-- Start DOCUMENT SEGMENT --
Greenland's melt is accelerating, according to a new study published as part of long-ongoing research at the Colorado University at Boulder on climate change.  In 2007, the summer melt record was surpassed by 10%.  CU Boulder notes that record breaking melts are nothing new to Greenland; the last 20 years have brought 6 record melts, with record melts in 1987, 1991, 1998, 2002, 2005 and 2007.

The base cause is clearly a surface air temperature rise.  Since 1991, extensive data shows that temperatures over Greenland's ice sheet increased approximately 7 degrees Fahrenheit on average.

The report by CU Boulder seemed objective and balanced in its observations.  It helpfully noted that the ice level actually had increased slightly at higher elevations due to increased snowfall over the past decade, however, it noted that this increase was not enough to offset the sharply escalating melting.

Professor Konrad Steffen, director of the Cooperative Institute for Research in Environmental Sciences which headed the study, gave a presentation on his team's research to the American Geophysical Union held in San Francisco from Dec. 10 to Dec. 14.  The paper that the presentation is based on, titled "Melt season duration and ice layer formation on the Greenland ice sheet," was published in the peer-reviewed Journal of Geophysics Research and is available here (PDF).

At the presentation, Professor Steffen put the melt in context saying, "The amount of ice lost by Greenland over the last year is the equivalent of two times all the ice in the Alps, or a layer of water more than one-half mile deep covering Washington, D.C."
-- End DOCUMENT SEGMENT --
-- Start SUPPLIED ENTRIES --
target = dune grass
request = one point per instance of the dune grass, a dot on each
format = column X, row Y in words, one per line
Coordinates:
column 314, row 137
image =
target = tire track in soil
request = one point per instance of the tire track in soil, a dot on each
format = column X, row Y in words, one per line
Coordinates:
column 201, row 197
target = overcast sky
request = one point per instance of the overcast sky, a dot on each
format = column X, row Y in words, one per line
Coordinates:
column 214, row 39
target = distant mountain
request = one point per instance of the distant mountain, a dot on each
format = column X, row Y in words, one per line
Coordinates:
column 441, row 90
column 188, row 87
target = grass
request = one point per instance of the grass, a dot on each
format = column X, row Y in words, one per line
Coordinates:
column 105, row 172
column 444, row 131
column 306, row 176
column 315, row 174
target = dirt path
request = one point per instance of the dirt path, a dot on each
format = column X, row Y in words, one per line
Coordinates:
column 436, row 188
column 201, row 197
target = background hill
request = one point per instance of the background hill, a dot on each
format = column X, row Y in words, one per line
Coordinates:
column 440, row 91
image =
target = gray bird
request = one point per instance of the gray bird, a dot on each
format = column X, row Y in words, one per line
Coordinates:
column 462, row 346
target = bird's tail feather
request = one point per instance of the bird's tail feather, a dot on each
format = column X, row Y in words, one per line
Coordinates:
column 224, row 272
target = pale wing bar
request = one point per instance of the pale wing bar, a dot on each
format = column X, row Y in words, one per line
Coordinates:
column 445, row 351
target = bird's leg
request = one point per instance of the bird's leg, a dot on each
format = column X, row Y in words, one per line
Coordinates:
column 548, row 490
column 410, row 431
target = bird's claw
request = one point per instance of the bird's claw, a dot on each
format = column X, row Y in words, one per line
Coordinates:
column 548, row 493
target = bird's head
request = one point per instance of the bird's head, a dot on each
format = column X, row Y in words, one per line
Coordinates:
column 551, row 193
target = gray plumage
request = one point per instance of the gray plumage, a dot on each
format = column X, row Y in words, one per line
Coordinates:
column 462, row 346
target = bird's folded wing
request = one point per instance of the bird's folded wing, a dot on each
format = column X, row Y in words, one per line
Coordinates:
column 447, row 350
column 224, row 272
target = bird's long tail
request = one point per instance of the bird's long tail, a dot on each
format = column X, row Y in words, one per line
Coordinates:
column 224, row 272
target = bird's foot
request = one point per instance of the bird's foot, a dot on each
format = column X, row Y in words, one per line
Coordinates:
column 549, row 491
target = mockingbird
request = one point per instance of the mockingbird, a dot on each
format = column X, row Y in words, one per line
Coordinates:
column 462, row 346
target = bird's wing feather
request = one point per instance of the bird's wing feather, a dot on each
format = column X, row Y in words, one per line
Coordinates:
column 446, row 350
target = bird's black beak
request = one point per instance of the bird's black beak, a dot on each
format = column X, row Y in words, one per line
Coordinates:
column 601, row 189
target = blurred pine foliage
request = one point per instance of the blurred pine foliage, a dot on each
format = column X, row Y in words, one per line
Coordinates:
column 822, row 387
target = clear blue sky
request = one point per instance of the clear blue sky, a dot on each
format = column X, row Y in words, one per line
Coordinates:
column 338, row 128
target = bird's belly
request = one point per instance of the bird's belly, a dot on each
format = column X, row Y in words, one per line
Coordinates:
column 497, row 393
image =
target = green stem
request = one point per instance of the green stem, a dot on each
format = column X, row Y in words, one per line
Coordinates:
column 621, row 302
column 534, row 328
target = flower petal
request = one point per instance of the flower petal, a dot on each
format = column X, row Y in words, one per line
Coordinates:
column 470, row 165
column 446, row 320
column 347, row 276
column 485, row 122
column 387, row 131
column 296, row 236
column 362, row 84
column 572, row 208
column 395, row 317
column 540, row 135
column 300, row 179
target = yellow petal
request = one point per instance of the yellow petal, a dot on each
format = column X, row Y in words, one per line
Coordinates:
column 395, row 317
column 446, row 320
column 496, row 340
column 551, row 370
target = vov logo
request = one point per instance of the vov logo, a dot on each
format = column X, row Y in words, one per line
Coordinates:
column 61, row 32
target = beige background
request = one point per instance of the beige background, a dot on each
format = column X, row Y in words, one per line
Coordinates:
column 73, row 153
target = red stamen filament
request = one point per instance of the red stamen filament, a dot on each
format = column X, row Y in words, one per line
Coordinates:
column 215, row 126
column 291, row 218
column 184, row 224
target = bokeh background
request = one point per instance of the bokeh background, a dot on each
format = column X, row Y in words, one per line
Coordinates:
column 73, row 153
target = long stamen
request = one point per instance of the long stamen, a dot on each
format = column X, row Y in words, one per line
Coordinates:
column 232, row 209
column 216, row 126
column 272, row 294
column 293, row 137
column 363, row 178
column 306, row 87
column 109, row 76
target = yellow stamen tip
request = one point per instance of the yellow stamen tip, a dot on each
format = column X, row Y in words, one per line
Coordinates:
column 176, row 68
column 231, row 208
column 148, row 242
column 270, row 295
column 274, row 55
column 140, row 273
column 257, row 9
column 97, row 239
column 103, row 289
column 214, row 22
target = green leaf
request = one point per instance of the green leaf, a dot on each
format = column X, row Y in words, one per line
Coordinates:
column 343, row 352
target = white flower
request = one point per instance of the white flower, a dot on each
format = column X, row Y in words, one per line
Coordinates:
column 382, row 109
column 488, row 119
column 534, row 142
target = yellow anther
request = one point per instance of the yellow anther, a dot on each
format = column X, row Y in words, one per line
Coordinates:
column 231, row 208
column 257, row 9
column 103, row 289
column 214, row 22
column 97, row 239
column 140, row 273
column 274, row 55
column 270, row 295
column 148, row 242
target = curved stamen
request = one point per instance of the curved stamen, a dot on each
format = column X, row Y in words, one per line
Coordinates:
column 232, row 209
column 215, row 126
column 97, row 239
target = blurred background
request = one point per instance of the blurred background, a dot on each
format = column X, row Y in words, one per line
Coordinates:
-- End SUPPLIED ENTRIES --
> _TASKS FOR THIS EXERCISE_:
[1] Using the article on Greenland's ice melt above, decide whether each statement agrees with it: (a) the 2007 summer melt record was surpassed by 10%; (b) the ice level dropped at higher elevations over the past decade; (c) Professor Steffen presented the research to the American Geophysical Union in San Francisco. Answer yes or no for each, and quote the deciding words of the article.
[2] Write out the lines of the listing as a numbered list, starting at its first line and going on through the line with "column 214, row 39". Leave out any blank lines.

> _ANSWERS TO THE EXERCISES_:
[1]
(a) Yes: "In 2007, the summer melt record was surpassed by 10%."
(b) No: "the ice level actually had increased slightly at higher elevations due to increased snowfall over the past decade"
(c) Yes: "gave a presentation on his team's research to the American Geophysical Union held in San Francisco from Dec. 10 to Dec. 14"

[2]
1. target = dune grass
2. request = one point per instance of the dune grass, a dot on each
3. format = column X, row Y in words, one per line
4. Coordinates:
5. column 314, row 137
6. image =
7. target = tire track in soil
8. request = one point per instance of the tire track in soil, a dot on each
9. format = column X, row Y in words, one per line
10. Coordinates:
11. column 201, row 197
12. target = overcast sky
13. request = one point per instance of the overcast sky, a dot on each
14. format = column X, row Y in words, one per line
15. Coordinates:
16. column 214, row 39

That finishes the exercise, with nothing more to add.